§ EXERCISE DESCRIPTION:
Reproduce the following entries line for line with no changes, omitting the pictures.

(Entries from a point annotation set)
━━━━━━━━

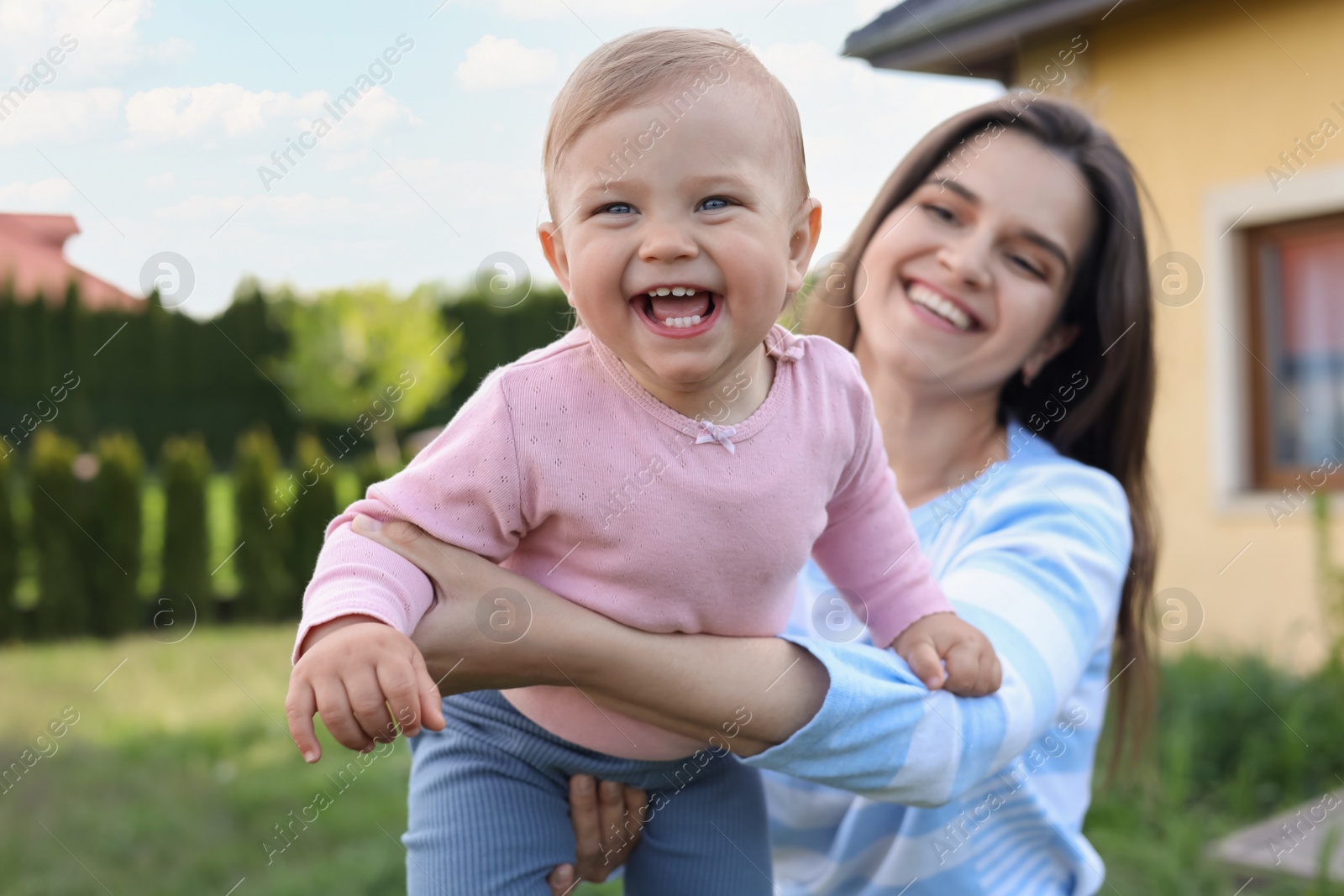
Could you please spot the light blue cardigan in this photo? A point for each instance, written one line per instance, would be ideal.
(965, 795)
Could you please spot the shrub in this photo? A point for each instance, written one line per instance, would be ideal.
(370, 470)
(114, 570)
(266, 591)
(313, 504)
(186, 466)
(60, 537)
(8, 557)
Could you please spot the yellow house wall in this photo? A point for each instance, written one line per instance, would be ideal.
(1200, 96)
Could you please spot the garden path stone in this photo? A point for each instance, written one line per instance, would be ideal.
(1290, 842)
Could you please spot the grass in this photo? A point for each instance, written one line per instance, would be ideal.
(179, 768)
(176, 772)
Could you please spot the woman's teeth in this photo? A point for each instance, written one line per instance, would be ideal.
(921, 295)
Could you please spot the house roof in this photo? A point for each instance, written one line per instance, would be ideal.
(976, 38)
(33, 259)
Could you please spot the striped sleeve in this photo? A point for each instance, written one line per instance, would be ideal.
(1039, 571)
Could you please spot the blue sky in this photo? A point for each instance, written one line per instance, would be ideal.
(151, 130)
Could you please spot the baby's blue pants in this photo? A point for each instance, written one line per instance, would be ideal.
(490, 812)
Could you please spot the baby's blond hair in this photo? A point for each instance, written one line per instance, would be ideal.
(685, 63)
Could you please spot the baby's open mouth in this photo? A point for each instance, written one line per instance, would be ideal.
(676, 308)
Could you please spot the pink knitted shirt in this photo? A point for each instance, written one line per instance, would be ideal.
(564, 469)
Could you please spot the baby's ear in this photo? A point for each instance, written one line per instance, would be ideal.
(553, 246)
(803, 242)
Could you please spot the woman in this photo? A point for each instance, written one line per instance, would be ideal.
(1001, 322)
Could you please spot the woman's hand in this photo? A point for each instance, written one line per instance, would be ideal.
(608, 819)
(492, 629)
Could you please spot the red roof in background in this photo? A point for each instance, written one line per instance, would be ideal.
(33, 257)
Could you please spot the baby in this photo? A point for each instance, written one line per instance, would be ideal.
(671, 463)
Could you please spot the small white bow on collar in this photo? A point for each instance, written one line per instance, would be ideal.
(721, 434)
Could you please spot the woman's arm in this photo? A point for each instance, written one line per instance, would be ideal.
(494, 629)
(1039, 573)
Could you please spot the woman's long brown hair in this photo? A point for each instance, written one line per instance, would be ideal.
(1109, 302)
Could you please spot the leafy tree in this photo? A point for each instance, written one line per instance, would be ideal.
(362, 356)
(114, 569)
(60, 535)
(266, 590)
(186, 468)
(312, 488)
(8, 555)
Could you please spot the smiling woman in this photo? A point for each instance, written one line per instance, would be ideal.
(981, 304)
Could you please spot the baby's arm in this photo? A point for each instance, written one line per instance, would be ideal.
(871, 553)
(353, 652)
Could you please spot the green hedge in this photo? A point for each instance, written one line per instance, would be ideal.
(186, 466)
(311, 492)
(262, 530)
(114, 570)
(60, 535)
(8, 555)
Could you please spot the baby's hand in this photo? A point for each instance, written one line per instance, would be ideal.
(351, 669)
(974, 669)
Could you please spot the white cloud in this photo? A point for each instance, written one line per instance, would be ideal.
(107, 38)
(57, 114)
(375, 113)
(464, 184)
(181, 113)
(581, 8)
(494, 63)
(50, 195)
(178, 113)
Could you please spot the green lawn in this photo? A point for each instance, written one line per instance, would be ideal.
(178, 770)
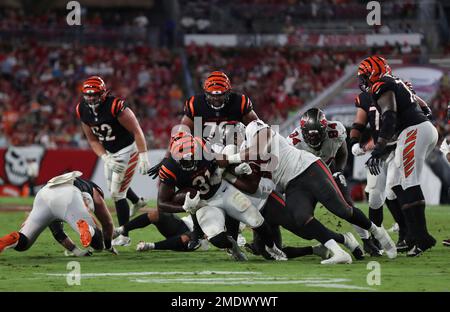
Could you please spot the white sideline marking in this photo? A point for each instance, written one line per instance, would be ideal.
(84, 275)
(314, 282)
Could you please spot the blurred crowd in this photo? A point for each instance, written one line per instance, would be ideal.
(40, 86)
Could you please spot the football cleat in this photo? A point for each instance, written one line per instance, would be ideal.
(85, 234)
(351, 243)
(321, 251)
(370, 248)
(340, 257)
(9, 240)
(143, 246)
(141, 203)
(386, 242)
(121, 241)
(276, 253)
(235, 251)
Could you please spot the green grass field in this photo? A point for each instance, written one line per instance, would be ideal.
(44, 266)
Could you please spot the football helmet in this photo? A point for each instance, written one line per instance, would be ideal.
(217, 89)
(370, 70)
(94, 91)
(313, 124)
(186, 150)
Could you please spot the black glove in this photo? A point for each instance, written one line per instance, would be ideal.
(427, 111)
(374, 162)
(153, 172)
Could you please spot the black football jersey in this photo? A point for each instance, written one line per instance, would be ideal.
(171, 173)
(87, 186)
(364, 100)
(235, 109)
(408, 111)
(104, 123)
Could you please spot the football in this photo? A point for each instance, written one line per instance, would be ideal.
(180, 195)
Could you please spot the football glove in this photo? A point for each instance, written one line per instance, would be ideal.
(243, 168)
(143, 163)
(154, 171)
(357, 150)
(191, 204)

━━━━━━━━

§ RESPONSE:
Could you please spot the light blue cardigan in this photo? A point for each instance, written one line per instance, would be ideal.
(965, 795)
Could you please spot the shrub in this photo? A point for each instance, written one line per instance, would be ideal.
(370, 470)
(114, 570)
(266, 591)
(313, 504)
(186, 466)
(60, 537)
(8, 557)
Could you please spot the yellow house wall in this photo? A point for each instance, written one line per instance, would be ideal.
(1200, 96)
Could you please spot the garden path stone in this photo? A point for each instance, written one line per instance, would be ideal.
(1290, 842)
Could you please spot the grass in this photo? A point for each instance, written one line per instance, would be ideal.
(179, 768)
(176, 772)
Could you please spot the woman's teeth in this photo? A point for each instance, written one line per instance, would be ideal.
(921, 295)
Could you please spot the house roof in this photo? A point for each instance, written one line per instance, would be ideal.
(976, 38)
(33, 259)
Could you please spot the striped sleeve in this photo? A point for each instance, written one line per instance, would be ideal.
(1039, 571)
Could you please spot the blue sky in this photo? A point for each instance, written one line per instance, would be ideal.
(151, 130)
Could you please spot the baby's blue pants in this photo? A point for each instance, written one line per instance, would be ideal.
(490, 812)
Could you please spot the baby's blond hair in this photo? A point for each instance, written one line per instance, would be ideal.
(685, 63)
Could you please spot the baby's open mouth in this photo? A point for each instance, written one line per instance, would be ideal.
(676, 308)
Could you please spot the pink knitted shirt in this photo? A point for each instance, written one line per instance, would be ideal.
(564, 469)
Could you please spot the baby's ear in this photo? A point for each instance, written one line per instance, would be ideal.
(553, 246)
(803, 242)
Could you please spot the woman in this photo? A point for each instance, written one line per instance, would be ideal.
(1001, 322)
Could you please spot the woman's hand in this photo? A point for each instance, written one line per instance, would be ideal.
(608, 819)
(492, 629)
Could you please spot the red roof in background in this photo? A point for each instance, written one line per instance, would be ideal.
(33, 257)
Could you please spot the baby in this photo? A point for each instance, written one line per instance, would be ideal.
(671, 463)
Could you please spot the small white bow on collar in this photo? A point for each instance, written one line per instance, would be ideal.
(721, 434)
Could you please spot the woman's arm in this photo? A point for each instance, written one line per instance, would be ideal.
(494, 629)
(1039, 573)
Could you please spot the woman's long brown hair in this photo? A point for each instance, written one line per instance, would be ideal.
(1109, 302)
Could you please spot the leafy tree in this photo? A point for each instance, written one line per instance, would be ideal.
(362, 356)
(114, 569)
(60, 535)
(266, 590)
(186, 468)
(312, 488)
(8, 555)
Could you please spot the smiling woman in this photo? A point for each instance, written one line per instance, would be ideal.
(981, 304)
Could you please spot the baby's arm in this photo? A point for each instance, written one line per instance, would be ideal.
(871, 553)
(353, 652)
Could you please spot the green hedge in this photo? A point for each instance, written one line per instance, would be ideal.
(186, 466)
(311, 492)
(262, 530)
(114, 570)
(60, 535)
(8, 555)
Could you please spot the baby's hand in this photo? A point for each instance, written one line per instance, would be ideal.
(351, 669)
(974, 669)
Could you please spot the white cloud in this photo? A point for each instance, written one line per instance, would be ideal.
(107, 38)
(57, 114)
(375, 113)
(464, 184)
(181, 113)
(581, 8)
(494, 63)
(50, 195)
(178, 113)
Could you please spot the green lawn in this photo? A point for each instance, written one line per instance, would be ideal.
(178, 770)
Could you please spot the white sideline marking in this photo? A point for each instance, written one line per instance, would be ideal.
(84, 275)
(314, 282)
Could you please spot the blurred crowd in this photo? A point for each instance, written one line per instance, would be ideal.
(40, 86)
Could you please spot the football cleat in this photo? A point for each instance, written one line per instance, would be ideal.
(85, 234)
(351, 243)
(321, 251)
(370, 248)
(340, 257)
(9, 240)
(143, 246)
(141, 203)
(386, 242)
(121, 241)
(276, 253)
(235, 251)
Could you please spot the green grass field in this photo? A point for each instance, written one line per instance, would be ideal.
(44, 266)
Could you please spot the football helmet in this photo? A point for each instance, written one line per instance, would be ideal.
(217, 89)
(370, 70)
(94, 91)
(313, 124)
(186, 150)
Could you please spot the black glove in this photo? A point for each instance, written one line per instance, would be ideal.
(427, 111)
(374, 162)
(153, 172)
Could you please spot the black football jersey in this photo? A point for each instance, written one line per instance, would be ideal.
(171, 173)
(87, 186)
(364, 100)
(235, 109)
(408, 111)
(104, 123)
Could you please spot the football in this photo? A point for each instance, written one line per instance, would be ideal.
(180, 195)
Could you please spot the football glove in this photo? A point for each instance, written one line per instance, would be ideal.
(243, 168)
(143, 163)
(154, 171)
(357, 150)
(191, 204)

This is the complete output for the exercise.